= Task instructions =
**a.** Answer these about the Wikidata embeddings thread, please:
(i) How many items does the names list contain?
(ii) What shape does the embeddings array have?
(iii) Which argument to np.load made the large numpy file readable?
**b.** Reproduce word for word the part of the Wikidata embeddings thread from "Make submatrix for" up to and including "the gazetteer entities.".

= Page extract =
--- BEGIN ---

Living-with-machines / T-Res

A Toponym Resolution Pipeline for Digitised Historical Newspapers
Other
7 stars 1 forks source link

Investigate Wikidata pre-trained node embeddings #69

Closed mcollardanuy closed 2 years ago

mcollardanuy commented 2 years ago

https://torchbiggraph.readthedocs.io/en/latest/pretrained_embeddings.html

mcollardanuy commented 2 years ago

Embeddings and names downloaded in toponymVM at:

/resources/wikidata

From the documentation here:

We used as entities all the distinct strings that appeared as either source or target nodes in this dump: this means that entities include URLs of Wikidata entities (in the form http://www.wikidata.org/entity/Q123), plain quoted strings (e.g., "Foo"), strings with language annotation (e.g., "Bar"@fr), dates and times, and possibly more. Similarly, we used as relation types all the distinct strings that appeared as properties. We then filtered out entities and relation types that appeared less than 5 times in the data dump.

You can load the json like this:

import json
with open("wikidata_translation_v1_names.json", "rt") as tf:
    names = json.load(tf)

names is a list of 78413185 items, these are the first items (I think we can filter out most of them to have a more manageable embeddings file, at the moment loading both the json and the embeddings is not possible because of a memory error!):

>>> names[0]
'<http://schema.org/Dataset>'
>>> names[1]
'<http://wikiba.se/ontology#Item>'
>>> names[2]
'<http://www.wikidata.org/entity/Q13442814>'
>>> names[3]
'"wetenschappelijk artikel"@nl'
>>> names[4]
'"article cient\\u00EDfic"@ca'
>>> names[5]
'"bilimsel makale"@tr'

You can load the embeddings like this:

import numpy as np
embeddings = np.load("wikidata_translation_v1_vectors.npy")

embeddings is a ndarray with this shape: (78413185, 200).

mcollardanuy commented 2 years ago

We will need to figure out what's the impact of:

We then filtered out entities and relation types that appeared less than 5 times in the data dump.

mcollardanuy commented 2 years ago

A quick search shows that we have embeddings for 55026744 wikidata entities.

>>> for n in names:
...     if re.match("^.*\/entity\/(Q[0-9]+).*$", n):
...         counter_qid += 1

>>> counter_qid
kasparvonbeelen commented 2 years ago

Figure out how to read the large numpy file with embeddings. The trick was using mmap_mode

embeddings = np.load("wikidata_translation_v1_vectors.npy", mmap_mode='r')
embeddings[0]
kasparvonbeelen commented 2 years ago
with open('wikidata_translation_v1_names.json') as in_json:
      names = json.load(in_json)

offset = names.index('"London Bridge"@en')
embeddings[offset]
kasparvonbeelen commented 2 years ago

Make submatrix for place names.

kasparvonbeelen commented 2 years ago

Fine-tune entity embeddings on additional data?

kasparvonbeelen commented 2 years ago

Started writing a simple script for selecting (and saving) the embedding of the gazetteer entities.

wiki_entities = []
wiki_embeddings = []

for q in tqdm(set(gazetteer.wikidata_id)):
    try:
        entity = '<http://www.wikidata.org/entity/' + q + '>'
        offset = names.index(entity)

--- END ---

= Given data =
--- BEGIN ---

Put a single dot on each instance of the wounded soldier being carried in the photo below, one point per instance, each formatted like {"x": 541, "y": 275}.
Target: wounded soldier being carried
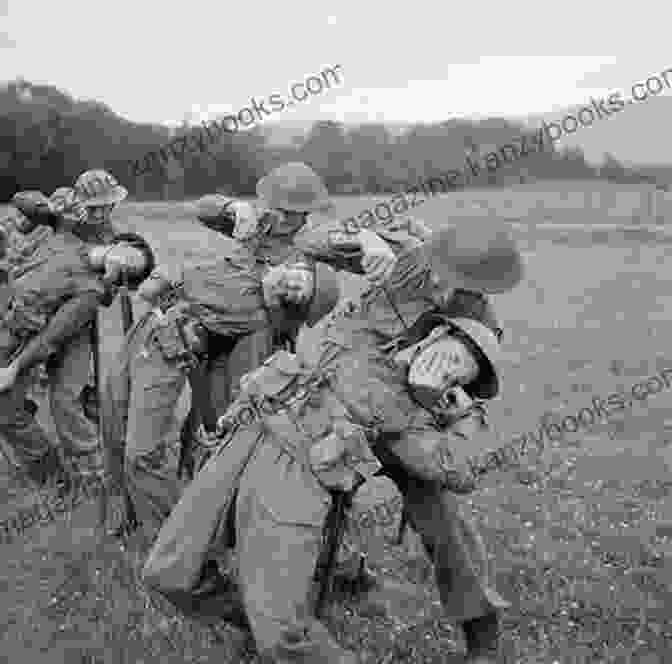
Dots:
{"x": 347, "y": 405}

--- END ---

= Answers per task =
**a.**
(i) 78413185
(ii) (78413185, 200)
(iii) mmap_mode

**b.**
Make submatrix for place names.

kasparvonbeelen commented 2 years ago

Fine-tune entity embeddings on additional data?

kasparvonbeelen commented 2 years ago

Started writing a simple script for selecting (and saving) the embedding of the gazetteer entities.